*EXTRACT TO READ:*
------------------------------

Album Review: The Juan Maclean / The Future Will Come (DFA)


As a 12″ record, last year’s “Happy House” was about as monumental as a vinyl single can be in this day and age. Clocking in at over 12 minutes of irresistibly chunky bass and vintage piano stabs, with DFA mainstay Nancy Whang intoning space-bound euphoria throughout, its impact in certain circles has inadvertently primed the musical landscape for The Juan Maclean’s second album, The Future Will Come. However, with Whang adding vocals to the majority of the album’s tracks, the man-machine motif central to the previous Less than Human is forced to take a backseat.

------------------------------

[Excerpts from a pointing dataset]
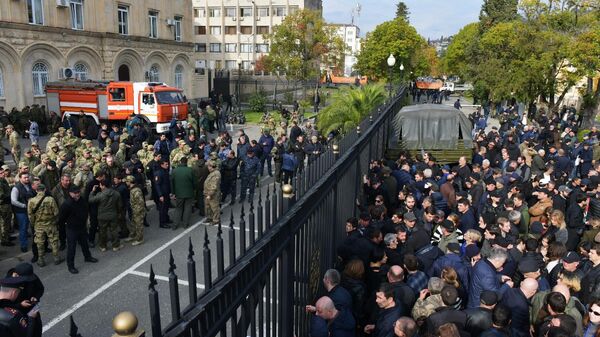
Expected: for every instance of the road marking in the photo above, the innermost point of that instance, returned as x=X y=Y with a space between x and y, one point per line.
x=164 y=278
x=112 y=282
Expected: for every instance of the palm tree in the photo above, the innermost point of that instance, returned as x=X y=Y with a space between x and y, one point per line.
x=349 y=106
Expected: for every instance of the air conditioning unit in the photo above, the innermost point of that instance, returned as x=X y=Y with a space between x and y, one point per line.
x=65 y=73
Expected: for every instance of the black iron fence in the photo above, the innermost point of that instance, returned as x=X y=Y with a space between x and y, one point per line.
x=279 y=250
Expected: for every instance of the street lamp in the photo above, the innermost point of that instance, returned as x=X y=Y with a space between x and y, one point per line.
x=391 y=63
x=239 y=84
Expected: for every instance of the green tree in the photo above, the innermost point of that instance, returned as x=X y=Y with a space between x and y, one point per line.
x=349 y=106
x=395 y=37
x=402 y=11
x=494 y=12
x=456 y=60
x=301 y=43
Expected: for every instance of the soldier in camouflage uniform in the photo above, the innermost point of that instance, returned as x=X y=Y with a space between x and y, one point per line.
x=138 y=211
x=43 y=215
x=13 y=140
x=212 y=194
x=5 y=210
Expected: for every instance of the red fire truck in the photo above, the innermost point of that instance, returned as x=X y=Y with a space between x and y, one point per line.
x=113 y=102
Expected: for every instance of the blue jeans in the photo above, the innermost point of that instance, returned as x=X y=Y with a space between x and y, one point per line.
x=23 y=221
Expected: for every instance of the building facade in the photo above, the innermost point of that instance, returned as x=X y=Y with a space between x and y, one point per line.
x=126 y=40
x=350 y=34
x=229 y=33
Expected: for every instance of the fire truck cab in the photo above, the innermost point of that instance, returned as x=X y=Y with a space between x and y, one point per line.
x=155 y=103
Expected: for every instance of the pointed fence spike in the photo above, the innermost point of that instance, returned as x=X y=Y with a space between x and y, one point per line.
x=206 y=241
x=190 y=249
x=152 y=278
x=172 y=265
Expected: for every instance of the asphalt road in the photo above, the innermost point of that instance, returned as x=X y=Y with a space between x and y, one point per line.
x=119 y=281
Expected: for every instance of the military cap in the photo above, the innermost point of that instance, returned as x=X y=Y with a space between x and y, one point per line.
x=571 y=257
x=453 y=247
x=528 y=266
x=410 y=216
x=488 y=297
x=447 y=224
x=74 y=189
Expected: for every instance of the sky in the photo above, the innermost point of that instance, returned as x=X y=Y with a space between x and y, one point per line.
x=431 y=18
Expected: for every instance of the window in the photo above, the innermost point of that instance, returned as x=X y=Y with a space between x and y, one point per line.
x=39 y=72
x=1 y=85
x=279 y=11
x=179 y=76
x=200 y=30
x=231 y=64
x=230 y=12
x=215 y=47
x=154 y=73
x=117 y=94
x=215 y=30
x=262 y=29
x=200 y=47
x=245 y=11
x=214 y=12
x=80 y=71
x=123 y=18
x=262 y=48
x=153 y=24
x=199 y=12
x=245 y=47
x=35 y=12
x=77 y=14
x=263 y=12
x=230 y=47
x=178 y=28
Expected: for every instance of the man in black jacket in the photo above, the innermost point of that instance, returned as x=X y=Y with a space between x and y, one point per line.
x=73 y=214
x=480 y=319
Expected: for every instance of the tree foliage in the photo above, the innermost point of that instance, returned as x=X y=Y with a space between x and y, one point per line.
x=349 y=106
x=301 y=43
x=395 y=37
x=402 y=10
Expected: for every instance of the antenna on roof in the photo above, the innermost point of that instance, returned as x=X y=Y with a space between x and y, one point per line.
x=356 y=12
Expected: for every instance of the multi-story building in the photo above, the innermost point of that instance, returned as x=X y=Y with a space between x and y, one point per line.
x=127 y=40
x=229 y=33
x=350 y=34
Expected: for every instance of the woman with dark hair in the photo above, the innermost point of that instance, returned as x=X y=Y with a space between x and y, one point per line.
x=591 y=320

------------------------------

*AIM OF THE EXERCISE:* Can you reproduce, word for word, the stretch of the album review that starts at the words "As a 12″ record, last" and stops after "take a backseat."?

*THE SOLUTION:*
As a 12″ record, last year’s “Happy House” was about as monumental as a vinyl single can be in this day and age. Clocking in at over 12 minutes of irresistibly chunky bass and vintage piano stabs, with DFA mainstay Nancy Whang intoning space-bound euphoria throughout, its impact in certain circles has inadvertently primed the musical landscape for The Juan Maclean’s second album, The Future Will Come. However, with Whang adding vocals to the majority of the album’s tracks, the man-machine motif central to the previous Less than Human is forced to take a backseat.